- What you need to do: Scan the entries below for the word "plank" and copy every line where it turns up.

----- Exercise inputs -----

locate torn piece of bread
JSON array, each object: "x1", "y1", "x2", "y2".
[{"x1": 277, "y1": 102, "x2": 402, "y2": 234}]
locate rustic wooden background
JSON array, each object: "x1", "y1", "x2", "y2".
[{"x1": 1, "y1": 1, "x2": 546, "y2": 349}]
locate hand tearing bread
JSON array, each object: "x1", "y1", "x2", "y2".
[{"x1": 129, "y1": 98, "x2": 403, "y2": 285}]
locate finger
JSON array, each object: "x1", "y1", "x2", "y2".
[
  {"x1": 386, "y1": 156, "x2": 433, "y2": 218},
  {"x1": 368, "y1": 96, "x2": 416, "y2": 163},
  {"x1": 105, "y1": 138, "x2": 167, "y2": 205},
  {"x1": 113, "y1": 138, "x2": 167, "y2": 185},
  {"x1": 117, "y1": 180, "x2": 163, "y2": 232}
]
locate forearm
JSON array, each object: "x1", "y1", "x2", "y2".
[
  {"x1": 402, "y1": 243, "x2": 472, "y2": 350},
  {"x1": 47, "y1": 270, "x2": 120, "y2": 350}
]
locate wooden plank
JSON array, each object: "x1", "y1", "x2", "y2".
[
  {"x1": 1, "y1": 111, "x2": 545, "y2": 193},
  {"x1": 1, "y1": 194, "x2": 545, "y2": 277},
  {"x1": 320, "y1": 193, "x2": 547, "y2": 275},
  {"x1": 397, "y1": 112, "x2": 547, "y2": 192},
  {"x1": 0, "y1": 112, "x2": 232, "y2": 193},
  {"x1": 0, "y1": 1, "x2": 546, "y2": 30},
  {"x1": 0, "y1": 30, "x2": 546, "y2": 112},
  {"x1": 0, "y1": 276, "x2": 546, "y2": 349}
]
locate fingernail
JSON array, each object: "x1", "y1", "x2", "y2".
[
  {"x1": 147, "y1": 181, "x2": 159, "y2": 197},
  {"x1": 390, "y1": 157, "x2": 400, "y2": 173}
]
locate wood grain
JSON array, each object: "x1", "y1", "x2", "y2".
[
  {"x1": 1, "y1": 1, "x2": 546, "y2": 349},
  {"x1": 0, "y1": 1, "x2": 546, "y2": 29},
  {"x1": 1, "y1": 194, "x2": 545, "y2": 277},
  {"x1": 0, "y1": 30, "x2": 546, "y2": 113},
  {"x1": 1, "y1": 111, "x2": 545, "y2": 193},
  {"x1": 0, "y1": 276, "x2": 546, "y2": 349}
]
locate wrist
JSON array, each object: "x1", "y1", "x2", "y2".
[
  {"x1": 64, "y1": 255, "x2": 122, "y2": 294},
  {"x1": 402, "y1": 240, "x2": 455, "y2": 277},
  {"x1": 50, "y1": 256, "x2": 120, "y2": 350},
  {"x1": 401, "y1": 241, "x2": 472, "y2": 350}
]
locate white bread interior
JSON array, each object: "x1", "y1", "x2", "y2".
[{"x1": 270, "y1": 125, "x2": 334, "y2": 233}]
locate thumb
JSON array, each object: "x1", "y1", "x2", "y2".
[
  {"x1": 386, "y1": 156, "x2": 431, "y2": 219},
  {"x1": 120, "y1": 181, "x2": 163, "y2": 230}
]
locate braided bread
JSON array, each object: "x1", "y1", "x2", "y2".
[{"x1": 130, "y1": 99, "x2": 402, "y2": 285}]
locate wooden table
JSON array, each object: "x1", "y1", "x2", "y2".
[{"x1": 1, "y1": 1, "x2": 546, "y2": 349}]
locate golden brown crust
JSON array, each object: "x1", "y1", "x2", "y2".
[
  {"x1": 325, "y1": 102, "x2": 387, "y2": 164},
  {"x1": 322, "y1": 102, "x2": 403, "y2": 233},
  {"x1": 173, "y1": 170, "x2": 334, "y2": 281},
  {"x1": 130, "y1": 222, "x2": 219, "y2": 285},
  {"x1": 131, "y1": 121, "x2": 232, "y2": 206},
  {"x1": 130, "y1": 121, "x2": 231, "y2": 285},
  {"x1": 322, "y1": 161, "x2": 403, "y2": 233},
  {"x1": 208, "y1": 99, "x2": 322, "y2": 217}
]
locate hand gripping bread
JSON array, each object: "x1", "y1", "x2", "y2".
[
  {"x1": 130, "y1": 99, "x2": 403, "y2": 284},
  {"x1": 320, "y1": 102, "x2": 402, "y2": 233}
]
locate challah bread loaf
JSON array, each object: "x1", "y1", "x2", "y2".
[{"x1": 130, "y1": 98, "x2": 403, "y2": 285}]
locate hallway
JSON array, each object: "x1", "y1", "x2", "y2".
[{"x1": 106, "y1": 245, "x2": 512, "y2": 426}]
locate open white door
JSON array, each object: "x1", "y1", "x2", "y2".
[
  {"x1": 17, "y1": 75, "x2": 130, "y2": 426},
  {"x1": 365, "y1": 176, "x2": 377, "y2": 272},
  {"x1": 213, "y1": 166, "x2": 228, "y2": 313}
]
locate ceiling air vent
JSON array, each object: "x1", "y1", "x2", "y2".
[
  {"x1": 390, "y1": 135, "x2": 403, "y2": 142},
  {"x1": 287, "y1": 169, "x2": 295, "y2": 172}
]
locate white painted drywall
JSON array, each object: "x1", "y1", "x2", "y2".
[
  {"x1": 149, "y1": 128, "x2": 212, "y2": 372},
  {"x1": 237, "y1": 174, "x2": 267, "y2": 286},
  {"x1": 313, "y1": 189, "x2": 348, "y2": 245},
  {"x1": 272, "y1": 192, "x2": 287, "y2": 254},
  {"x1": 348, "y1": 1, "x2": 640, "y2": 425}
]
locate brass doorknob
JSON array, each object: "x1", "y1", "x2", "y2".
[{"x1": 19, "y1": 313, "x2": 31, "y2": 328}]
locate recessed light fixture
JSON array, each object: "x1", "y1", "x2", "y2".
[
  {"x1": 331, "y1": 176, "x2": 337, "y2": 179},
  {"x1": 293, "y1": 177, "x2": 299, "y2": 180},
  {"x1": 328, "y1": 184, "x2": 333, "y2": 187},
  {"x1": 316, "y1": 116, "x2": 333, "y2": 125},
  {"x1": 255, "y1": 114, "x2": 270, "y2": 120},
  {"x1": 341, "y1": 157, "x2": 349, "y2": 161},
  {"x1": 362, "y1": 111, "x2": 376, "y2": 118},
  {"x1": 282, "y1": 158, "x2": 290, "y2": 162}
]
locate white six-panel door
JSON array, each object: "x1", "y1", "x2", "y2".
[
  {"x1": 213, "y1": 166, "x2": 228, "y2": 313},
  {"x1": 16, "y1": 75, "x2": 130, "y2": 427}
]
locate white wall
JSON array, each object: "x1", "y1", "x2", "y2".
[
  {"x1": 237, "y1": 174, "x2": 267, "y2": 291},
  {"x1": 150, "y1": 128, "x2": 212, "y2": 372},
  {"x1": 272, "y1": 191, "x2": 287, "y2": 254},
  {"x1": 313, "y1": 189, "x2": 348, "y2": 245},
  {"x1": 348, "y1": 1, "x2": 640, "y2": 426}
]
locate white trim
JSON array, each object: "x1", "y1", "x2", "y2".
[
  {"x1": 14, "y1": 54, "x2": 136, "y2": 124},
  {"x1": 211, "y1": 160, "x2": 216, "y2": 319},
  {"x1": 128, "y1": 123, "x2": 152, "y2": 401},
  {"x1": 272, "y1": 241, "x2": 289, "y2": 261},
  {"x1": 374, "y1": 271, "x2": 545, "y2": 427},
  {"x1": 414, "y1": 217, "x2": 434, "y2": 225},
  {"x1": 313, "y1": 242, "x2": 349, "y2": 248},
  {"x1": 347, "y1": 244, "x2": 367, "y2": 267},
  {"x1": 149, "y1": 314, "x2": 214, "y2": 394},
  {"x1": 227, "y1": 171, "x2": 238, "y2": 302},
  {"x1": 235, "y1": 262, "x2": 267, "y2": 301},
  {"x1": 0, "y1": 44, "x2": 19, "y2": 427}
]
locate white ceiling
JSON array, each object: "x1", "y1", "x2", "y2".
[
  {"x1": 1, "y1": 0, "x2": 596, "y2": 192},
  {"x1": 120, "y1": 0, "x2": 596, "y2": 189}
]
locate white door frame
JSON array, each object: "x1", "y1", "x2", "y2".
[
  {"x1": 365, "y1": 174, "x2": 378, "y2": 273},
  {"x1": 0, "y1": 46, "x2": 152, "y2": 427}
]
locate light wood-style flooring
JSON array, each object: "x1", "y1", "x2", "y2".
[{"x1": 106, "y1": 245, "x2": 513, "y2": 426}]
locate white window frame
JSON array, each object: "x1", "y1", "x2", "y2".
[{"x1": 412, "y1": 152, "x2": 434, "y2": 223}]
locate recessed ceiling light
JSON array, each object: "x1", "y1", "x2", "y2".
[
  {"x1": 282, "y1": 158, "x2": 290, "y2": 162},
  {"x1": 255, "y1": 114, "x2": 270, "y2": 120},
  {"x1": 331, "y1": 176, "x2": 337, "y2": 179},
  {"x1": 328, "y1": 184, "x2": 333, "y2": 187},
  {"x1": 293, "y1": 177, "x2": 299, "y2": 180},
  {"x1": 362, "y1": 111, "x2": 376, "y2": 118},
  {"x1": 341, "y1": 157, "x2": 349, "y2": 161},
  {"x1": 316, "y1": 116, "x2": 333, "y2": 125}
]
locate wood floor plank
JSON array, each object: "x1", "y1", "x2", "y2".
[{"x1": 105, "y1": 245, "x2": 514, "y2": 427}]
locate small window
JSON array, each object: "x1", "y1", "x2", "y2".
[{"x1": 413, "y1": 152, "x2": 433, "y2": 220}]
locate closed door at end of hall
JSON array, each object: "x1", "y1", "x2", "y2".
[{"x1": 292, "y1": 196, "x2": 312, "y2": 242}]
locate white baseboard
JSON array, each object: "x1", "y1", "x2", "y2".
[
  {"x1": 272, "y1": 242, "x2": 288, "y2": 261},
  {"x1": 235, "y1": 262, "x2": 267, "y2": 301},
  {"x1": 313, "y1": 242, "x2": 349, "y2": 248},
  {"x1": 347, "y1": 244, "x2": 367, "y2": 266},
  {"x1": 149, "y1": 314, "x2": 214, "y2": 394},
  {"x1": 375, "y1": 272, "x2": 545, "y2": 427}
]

-----

- Result for this task:
locate wooden plank
locate wood floor plank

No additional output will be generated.